-- Opening Marker --

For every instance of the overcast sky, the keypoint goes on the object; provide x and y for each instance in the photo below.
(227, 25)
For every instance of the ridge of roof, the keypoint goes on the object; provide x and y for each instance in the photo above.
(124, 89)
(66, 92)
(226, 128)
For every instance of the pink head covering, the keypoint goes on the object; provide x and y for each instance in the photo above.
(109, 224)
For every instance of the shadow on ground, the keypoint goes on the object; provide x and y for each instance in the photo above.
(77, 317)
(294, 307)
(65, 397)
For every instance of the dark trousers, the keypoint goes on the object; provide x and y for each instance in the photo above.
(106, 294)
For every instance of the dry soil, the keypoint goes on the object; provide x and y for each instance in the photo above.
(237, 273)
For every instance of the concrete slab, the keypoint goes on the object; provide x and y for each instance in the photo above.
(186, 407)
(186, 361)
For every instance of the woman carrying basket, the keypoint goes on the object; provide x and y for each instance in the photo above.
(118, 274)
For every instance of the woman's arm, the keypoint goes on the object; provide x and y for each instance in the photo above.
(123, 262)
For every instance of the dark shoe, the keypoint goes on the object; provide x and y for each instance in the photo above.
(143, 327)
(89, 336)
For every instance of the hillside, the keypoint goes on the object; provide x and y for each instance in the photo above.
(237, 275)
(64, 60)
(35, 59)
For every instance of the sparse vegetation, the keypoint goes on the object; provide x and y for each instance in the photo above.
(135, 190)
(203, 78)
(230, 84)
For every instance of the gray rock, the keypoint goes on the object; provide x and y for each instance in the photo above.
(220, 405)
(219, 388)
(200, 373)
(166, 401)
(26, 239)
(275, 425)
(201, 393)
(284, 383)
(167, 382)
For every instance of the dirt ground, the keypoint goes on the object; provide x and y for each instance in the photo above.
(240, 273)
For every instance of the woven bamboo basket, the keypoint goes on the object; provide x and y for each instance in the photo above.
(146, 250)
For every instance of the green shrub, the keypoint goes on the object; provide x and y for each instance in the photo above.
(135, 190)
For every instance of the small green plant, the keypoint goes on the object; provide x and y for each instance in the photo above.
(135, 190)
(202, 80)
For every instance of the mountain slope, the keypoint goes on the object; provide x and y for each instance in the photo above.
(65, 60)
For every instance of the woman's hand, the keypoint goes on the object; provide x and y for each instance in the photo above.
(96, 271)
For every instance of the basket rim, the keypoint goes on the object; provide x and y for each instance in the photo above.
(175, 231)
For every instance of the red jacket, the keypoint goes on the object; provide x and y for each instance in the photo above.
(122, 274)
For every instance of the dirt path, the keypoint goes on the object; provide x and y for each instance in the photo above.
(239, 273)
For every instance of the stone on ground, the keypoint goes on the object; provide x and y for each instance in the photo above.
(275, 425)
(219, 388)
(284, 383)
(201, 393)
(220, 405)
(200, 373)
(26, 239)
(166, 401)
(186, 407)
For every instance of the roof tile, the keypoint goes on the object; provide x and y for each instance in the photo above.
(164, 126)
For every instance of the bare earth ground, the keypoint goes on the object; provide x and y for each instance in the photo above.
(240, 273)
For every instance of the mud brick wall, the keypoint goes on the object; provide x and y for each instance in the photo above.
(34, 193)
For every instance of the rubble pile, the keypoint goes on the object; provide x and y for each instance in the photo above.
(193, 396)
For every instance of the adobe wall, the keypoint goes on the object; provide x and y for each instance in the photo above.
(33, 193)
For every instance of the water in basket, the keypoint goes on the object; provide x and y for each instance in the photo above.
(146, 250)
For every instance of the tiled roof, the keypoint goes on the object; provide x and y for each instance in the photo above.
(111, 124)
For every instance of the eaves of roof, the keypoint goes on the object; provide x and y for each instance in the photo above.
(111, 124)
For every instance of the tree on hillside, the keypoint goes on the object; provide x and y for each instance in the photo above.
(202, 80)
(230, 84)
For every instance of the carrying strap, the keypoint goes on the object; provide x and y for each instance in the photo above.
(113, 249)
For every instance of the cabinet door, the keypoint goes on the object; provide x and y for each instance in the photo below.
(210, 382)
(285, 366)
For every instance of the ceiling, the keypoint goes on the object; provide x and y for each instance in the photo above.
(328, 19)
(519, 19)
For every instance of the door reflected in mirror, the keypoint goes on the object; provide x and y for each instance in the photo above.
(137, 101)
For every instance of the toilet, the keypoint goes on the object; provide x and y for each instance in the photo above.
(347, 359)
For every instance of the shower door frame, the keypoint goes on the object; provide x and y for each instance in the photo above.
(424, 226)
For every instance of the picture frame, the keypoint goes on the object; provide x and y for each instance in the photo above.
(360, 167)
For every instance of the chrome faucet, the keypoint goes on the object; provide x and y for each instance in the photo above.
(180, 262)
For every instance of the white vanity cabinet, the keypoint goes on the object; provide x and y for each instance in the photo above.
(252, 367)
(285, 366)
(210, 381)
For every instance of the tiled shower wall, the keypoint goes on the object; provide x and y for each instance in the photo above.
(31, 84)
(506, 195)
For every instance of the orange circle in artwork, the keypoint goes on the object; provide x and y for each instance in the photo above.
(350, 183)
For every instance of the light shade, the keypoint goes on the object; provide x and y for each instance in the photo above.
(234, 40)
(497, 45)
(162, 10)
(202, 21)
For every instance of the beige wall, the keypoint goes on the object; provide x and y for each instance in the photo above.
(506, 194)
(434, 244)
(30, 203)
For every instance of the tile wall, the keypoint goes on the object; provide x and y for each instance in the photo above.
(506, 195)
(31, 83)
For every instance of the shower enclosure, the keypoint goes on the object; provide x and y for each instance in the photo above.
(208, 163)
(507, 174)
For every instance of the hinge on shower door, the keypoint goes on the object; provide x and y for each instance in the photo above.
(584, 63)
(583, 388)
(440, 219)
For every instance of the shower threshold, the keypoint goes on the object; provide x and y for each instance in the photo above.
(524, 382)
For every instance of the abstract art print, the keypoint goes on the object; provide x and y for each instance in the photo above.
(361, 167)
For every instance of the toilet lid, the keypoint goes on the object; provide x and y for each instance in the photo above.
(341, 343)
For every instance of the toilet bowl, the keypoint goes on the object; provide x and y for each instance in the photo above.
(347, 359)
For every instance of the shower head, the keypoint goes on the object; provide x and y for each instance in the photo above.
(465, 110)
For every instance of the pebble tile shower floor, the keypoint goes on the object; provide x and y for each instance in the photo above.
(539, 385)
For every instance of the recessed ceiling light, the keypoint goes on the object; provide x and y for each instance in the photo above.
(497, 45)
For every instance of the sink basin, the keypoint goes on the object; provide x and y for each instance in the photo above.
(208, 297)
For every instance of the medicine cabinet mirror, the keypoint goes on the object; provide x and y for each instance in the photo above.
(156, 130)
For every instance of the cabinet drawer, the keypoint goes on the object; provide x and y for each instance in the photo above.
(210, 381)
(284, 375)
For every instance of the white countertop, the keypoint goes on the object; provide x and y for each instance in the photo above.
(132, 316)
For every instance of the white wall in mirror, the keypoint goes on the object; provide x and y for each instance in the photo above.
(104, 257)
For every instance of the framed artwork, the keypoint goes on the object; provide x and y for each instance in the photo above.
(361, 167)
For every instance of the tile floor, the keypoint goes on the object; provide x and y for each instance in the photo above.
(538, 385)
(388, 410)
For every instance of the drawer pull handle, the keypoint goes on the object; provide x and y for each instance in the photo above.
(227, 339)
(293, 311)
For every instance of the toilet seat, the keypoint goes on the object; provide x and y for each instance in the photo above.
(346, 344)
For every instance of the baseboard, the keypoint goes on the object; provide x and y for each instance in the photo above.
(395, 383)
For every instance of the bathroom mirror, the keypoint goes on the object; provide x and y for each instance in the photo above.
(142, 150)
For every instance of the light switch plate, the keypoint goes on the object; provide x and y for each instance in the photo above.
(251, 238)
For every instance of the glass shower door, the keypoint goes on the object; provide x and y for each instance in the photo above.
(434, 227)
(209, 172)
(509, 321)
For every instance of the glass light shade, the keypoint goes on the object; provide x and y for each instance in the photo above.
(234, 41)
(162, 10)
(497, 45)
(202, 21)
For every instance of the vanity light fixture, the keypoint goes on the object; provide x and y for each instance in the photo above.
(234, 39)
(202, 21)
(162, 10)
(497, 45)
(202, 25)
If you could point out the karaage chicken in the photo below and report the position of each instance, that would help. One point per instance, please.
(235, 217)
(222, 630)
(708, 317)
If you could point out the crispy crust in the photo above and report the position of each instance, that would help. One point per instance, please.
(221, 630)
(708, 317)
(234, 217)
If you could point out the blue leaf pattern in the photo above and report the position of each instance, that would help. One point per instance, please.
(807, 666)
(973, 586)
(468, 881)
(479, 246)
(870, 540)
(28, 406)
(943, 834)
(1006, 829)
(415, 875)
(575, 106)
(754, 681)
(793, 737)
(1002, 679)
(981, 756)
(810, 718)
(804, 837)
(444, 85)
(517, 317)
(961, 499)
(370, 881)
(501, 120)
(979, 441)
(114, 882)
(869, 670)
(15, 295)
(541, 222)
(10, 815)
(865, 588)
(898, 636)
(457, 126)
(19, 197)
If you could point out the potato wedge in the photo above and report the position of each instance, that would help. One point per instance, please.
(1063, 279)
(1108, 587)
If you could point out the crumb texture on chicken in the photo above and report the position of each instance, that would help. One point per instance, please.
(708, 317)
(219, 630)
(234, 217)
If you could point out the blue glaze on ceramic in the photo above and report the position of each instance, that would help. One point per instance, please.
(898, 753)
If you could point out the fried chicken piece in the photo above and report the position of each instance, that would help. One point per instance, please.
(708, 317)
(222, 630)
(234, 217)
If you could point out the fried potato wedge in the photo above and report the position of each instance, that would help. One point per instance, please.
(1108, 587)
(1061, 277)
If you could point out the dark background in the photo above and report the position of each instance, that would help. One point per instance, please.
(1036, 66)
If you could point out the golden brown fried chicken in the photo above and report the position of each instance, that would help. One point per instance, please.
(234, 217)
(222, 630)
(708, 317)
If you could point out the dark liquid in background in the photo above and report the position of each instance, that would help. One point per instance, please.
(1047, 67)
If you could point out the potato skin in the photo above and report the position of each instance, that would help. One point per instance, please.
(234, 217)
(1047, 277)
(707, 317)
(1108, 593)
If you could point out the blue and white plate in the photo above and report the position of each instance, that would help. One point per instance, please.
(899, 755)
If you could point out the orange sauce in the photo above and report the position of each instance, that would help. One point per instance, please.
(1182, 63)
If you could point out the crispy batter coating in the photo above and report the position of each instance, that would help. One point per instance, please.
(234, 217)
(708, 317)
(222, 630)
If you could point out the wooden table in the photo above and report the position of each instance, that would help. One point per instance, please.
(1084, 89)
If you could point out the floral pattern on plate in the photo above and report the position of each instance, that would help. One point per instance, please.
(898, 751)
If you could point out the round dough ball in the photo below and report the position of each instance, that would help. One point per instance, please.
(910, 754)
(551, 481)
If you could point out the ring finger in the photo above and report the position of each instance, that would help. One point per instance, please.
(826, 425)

-- Closing Marker --

YOUR OBJECTIVE: Retype exactly, please, each line from the line that contains "If you could point out the blue and" through the last line of the entries above, with nothing added.

ANSWER BOX:
If you could point out the blue and white plate in the photo above and report the position of each instance, that would help. One point per instance, please.
(899, 755)
If you could point out the orange sauce in the photo above and report the position of each instance, that would help. One point per instance, please.
(1182, 63)
If you could point out the crispy batter coating in the photo above and report the position of each instance, that would help. One point per instance, please.
(234, 217)
(708, 317)
(222, 630)
If you could point out the wooden table in the photo above and report the position of each instance, that would help. One point per instance, please.
(1084, 89)
If you could point out the floral pattern on plate in the photo above and report the position of each instance, that would help. One point per instance, please.
(898, 751)
If you could point out the round dough ball in the photo below and report the position of each instance, that would help. One point per instance, please.
(910, 754)
(551, 481)
If you could point out the ring finger in the photo above and report the position of each instance, that would help. One point per instance, please.
(826, 425)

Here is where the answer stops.